-- Set task --
Copy out, exactly as given, every line from the line with "The endpoint marks every instance of the metal" to the end of the listing, both of those lines included.

-- Supplied data --
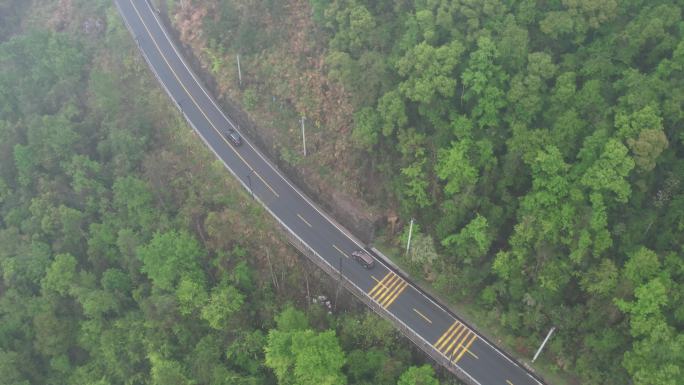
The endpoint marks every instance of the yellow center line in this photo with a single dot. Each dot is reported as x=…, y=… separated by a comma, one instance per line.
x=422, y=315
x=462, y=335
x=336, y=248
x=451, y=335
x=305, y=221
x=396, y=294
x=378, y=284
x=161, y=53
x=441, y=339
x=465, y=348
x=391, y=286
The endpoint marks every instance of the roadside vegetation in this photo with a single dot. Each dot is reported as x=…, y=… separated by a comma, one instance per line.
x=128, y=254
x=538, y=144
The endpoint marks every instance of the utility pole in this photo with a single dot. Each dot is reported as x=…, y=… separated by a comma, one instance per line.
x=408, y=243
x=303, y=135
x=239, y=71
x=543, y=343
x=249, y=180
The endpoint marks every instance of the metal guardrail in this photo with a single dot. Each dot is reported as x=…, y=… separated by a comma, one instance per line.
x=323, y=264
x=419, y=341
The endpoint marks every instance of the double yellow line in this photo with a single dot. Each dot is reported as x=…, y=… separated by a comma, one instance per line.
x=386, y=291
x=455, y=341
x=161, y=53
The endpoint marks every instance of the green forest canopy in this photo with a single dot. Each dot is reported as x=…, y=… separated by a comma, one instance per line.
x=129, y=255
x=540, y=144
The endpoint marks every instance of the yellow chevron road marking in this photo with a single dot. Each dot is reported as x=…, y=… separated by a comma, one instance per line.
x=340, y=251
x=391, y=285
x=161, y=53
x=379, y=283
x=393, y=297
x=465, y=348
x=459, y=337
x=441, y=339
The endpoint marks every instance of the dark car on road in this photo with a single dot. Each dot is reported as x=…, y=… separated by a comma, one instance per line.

-- Exercise result --
The endpoint marks every instance of the metal guardrail in this photo with a single dot. Each dot is reported as x=…, y=… separated by a comma, one instance per line.
x=323, y=264
x=419, y=341
The endpoint marks every instance of the double yellow line in this photo with a single dot. Each dot is reported as x=…, y=… separated by a comma, one instance per line.
x=386, y=291
x=455, y=341
x=161, y=53
The endpoint marks every instance of the green forest canopy in this photo with a single dot. Each dot is reported as x=…, y=… separated by a comma, one instance per line.
x=129, y=255
x=540, y=144
The endpoint marks every instance of the yellow chevron road marking in this photo with a single dot. Each dot is reported as x=…, y=… separated by a comma, one instance per line.
x=340, y=251
x=391, y=285
x=161, y=53
x=379, y=283
x=393, y=297
x=465, y=348
x=459, y=337
x=441, y=339
The endpoint marks every instance of the dark car on road in this photo with a single dot. Each dot is reported as x=…, y=… separated by a comma, one instance per line.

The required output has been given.